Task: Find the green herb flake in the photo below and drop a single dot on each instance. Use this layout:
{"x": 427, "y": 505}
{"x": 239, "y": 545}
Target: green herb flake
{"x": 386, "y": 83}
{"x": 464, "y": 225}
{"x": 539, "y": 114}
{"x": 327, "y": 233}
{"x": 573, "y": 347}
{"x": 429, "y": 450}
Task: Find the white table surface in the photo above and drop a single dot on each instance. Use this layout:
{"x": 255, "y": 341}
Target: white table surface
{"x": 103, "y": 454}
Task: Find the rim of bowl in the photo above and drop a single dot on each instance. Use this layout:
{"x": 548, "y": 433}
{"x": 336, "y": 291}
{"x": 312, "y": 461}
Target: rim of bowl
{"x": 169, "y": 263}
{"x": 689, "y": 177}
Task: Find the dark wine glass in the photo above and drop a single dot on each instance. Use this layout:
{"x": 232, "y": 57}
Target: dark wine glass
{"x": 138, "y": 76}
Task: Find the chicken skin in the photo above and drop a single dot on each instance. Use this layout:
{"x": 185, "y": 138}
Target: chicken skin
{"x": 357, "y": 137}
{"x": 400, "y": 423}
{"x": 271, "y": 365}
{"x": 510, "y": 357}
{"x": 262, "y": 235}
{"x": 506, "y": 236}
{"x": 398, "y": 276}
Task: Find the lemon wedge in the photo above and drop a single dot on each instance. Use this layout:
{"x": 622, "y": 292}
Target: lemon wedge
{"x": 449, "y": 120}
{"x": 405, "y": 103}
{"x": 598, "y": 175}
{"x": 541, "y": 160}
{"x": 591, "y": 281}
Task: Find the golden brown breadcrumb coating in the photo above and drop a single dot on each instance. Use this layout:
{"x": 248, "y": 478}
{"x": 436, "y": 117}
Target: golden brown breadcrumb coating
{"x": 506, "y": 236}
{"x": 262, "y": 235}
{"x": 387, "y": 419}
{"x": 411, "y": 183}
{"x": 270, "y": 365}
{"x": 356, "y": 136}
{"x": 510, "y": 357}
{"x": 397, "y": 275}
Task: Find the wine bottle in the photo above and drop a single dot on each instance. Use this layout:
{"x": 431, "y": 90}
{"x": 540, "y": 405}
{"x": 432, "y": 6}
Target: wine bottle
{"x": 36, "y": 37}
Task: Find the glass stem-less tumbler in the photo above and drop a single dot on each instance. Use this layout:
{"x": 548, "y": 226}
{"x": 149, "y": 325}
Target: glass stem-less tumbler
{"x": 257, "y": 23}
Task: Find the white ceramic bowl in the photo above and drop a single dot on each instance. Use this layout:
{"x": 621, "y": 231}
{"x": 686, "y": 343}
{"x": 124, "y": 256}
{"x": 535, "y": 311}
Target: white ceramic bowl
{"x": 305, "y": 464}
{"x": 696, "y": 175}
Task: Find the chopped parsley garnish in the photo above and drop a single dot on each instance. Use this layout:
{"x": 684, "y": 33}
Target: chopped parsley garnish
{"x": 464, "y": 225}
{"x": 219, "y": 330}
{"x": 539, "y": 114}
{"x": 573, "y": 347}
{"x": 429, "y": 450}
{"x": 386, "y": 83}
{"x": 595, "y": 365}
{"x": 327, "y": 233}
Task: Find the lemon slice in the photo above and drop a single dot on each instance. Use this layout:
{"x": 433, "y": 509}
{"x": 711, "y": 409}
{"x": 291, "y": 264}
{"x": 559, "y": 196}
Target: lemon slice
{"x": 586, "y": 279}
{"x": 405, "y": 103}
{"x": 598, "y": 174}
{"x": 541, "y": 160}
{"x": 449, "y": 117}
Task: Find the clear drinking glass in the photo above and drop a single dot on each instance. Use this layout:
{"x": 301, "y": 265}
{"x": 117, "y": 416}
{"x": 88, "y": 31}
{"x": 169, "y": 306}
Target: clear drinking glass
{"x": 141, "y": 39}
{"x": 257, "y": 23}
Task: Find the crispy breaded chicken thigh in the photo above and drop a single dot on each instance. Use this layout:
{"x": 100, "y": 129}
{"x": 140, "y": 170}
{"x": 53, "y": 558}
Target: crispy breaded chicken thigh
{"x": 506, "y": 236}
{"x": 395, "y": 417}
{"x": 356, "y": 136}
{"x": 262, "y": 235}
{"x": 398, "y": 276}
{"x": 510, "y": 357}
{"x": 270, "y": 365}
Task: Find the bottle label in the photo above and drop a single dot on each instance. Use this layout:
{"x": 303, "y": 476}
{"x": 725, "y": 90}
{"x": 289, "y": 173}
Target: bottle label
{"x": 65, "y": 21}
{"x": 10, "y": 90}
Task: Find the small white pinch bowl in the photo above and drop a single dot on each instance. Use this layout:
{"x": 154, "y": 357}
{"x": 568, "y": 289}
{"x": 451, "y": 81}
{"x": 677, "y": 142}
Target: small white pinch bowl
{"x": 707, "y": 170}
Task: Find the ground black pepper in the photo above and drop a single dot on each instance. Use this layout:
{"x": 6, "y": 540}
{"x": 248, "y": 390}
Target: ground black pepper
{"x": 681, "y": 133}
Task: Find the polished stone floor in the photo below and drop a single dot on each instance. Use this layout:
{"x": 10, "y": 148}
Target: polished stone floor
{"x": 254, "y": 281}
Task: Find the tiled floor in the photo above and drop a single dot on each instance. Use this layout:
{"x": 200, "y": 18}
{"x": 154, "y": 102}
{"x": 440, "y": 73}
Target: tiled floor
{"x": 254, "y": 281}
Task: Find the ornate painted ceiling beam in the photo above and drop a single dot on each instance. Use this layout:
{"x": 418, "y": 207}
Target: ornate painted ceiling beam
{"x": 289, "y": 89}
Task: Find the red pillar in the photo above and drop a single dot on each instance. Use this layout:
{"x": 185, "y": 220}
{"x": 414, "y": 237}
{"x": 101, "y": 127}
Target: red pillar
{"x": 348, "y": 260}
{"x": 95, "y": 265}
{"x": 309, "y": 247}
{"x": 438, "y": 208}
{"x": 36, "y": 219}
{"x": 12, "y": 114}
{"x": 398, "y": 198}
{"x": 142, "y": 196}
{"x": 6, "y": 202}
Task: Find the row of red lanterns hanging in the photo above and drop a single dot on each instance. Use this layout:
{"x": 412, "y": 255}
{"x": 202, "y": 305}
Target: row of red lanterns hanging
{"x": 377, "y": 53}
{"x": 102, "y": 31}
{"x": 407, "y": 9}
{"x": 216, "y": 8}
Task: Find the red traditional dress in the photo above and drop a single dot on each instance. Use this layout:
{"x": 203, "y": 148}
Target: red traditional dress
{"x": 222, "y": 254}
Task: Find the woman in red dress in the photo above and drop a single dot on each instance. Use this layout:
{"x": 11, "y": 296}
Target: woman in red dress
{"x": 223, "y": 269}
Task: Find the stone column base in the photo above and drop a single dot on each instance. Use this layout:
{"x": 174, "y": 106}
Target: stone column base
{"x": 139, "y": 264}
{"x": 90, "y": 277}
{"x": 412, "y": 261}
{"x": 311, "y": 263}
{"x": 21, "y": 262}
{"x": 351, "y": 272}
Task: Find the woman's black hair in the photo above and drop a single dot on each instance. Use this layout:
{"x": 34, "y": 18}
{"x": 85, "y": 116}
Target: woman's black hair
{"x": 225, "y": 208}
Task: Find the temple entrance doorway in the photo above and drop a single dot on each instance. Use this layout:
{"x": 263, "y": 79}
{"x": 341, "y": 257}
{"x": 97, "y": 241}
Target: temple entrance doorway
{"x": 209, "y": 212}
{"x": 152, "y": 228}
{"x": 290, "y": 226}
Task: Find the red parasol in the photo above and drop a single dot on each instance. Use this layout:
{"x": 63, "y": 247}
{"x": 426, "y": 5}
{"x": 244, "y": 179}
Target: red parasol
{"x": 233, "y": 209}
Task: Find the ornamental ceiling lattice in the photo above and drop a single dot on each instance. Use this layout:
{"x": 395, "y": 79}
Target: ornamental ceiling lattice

> DESCRIPTION OF THE TASK: Scan the records for the word "below" and copy every line where it is found.

> SOLUTION TO THE PROBLEM:
Task: Find the green herb flake in the photo below and drop a single dot on each instance. Use this layout:
Task: Find the polished stone floor in the photo below and drop a single dot on each instance. Use this layout:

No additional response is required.